WORK REQUIRED :: Set down all of the entries precisely as they were written.

(Collected data entries)
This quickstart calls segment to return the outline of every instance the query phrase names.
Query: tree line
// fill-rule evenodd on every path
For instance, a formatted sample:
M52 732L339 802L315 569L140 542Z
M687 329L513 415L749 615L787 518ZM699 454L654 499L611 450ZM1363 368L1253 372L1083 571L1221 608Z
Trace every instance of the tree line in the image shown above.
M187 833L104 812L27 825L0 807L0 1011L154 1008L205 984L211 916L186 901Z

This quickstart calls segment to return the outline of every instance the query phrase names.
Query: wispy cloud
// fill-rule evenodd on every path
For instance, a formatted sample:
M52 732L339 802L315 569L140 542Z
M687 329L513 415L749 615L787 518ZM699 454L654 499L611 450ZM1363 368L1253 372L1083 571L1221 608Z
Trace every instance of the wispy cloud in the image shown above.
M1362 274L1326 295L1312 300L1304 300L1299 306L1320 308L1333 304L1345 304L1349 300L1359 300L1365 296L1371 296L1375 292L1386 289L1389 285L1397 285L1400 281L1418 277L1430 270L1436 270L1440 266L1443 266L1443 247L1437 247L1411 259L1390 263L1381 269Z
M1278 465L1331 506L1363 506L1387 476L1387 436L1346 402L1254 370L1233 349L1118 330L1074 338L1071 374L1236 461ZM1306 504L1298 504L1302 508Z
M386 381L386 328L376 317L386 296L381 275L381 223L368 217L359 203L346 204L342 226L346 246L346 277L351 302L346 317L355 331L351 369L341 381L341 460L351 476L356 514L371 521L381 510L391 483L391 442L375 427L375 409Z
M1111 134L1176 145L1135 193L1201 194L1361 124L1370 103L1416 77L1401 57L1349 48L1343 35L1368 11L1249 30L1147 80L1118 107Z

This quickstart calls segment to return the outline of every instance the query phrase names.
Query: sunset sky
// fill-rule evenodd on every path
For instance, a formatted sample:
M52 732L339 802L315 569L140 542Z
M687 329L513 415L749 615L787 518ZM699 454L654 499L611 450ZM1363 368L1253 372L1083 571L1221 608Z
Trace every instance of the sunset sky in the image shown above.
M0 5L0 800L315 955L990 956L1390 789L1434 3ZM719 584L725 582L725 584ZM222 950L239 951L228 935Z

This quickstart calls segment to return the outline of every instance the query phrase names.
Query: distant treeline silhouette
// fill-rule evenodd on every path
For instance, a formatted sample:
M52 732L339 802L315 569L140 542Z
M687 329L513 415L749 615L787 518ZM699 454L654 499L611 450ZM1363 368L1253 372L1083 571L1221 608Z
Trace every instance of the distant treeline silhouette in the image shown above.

TASK SOLUTION ::
This quickstart calls segment to return the outline of every instance the query phrase names.
Query: tree line
// fill-rule evenodd on every path
For instance, a formatted sample:
M52 732L339 802L315 569L140 542Z
M687 329L513 415L749 615L787 518ZM699 454L654 499L611 450ZM1363 368L1253 372L1083 571L1221 608Z
Trace every instance of the tree line in the image shown above.
M187 833L104 812L27 825L0 807L0 1011L154 1008L205 984L211 916L186 901Z

This quickstart calls segment to return the outline of every instance the query phrase names.
Query: wispy cloud
// fill-rule evenodd on every path
For instance, a formatted sample:
M52 732L339 802L315 569L140 542Z
M687 329L513 415L749 615L787 518ZM699 454L654 499L611 450ZM1363 368L1253 372L1083 571L1221 608Z
Trace every instance of the wispy cloud in the image shown above.
M1362 274L1326 295L1312 300L1304 300L1299 306L1320 308L1333 304L1345 304L1349 300L1359 300L1365 296L1371 296L1375 292L1386 289L1389 285L1397 285L1400 281L1418 277L1430 270L1436 270L1440 266L1443 266L1443 247L1437 247L1411 259L1390 263L1381 269Z
M1278 465L1331 506L1363 506L1387 476L1387 436L1346 402L1254 370L1233 349L1118 330L1074 338L1071 374L1236 461ZM1306 504L1298 504L1302 508Z
M386 381L386 328L376 317L386 296L381 275L381 223L368 217L359 203L346 204L342 226L346 246L346 277L351 302L346 317L355 331L351 369L341 381L341 460L351 476L356 514L371 521L381 510L391 483L391 442L375 427L375 409Z
M1111 134L1176 145L1135 193L1201 194L1361 124L1370 103L1416 77L1401 57L1349 48L1343 35L1368 11L1249 30L1147 80L1118 107Z

This quickstart calls segment to return the outline of every instance the query phrase names.
Query: sunset sky
// fill-rule evenodd on every path
For instance, a formatted sample:
M52 732L339 802L315 569L140 542Z
M687 329L513 415L749 615L787 518ZM699 454L654 499L611 450ZM1363 368L1253 372L1083 571L1221 608Z
Trace every instance of the sunset sky in the image shown above.
M0 5L0 800L315 955L990 956L1390 789L1434 3ZM719 584L725 582L725 584ZM222 950L239 951L228 935Z

This quickstart calls segment to return the outline of every instance the query phrase names.
Query: distant treeline silhouette
// fill-rule evenodd on every path
For instance, a formatted sample:
M52 732L339 802L315 569L140 542Z
M687 329L513 415L749 615L787 518ZM699 454L654 499L611 450ZM1363 368L1253 372L1083 571L1221 608Z
Trace every instance of the distant treeline silhouette in the image shown above.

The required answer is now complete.